[start]

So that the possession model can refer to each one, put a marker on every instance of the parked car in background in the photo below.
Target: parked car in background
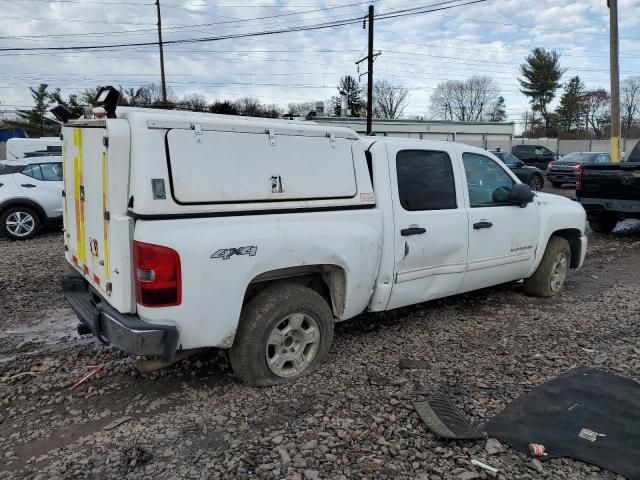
(532, 176)
(610, 192)
(30, 196)
(535, 155)
(565, 169)
(23, 147)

[end]

### DIRECTION
Write out all of the data above again word for word, but leave out the pictures.

### RESULT OF THIS EXERCISE
So that the possession model can refer to each one, put a marker on every instance of the parked car in background in the photo below.
Target: parked car in background
(532, 176)
(610, 192)
(30, 196)
(535, 155)
(565, 169)
(23, 147)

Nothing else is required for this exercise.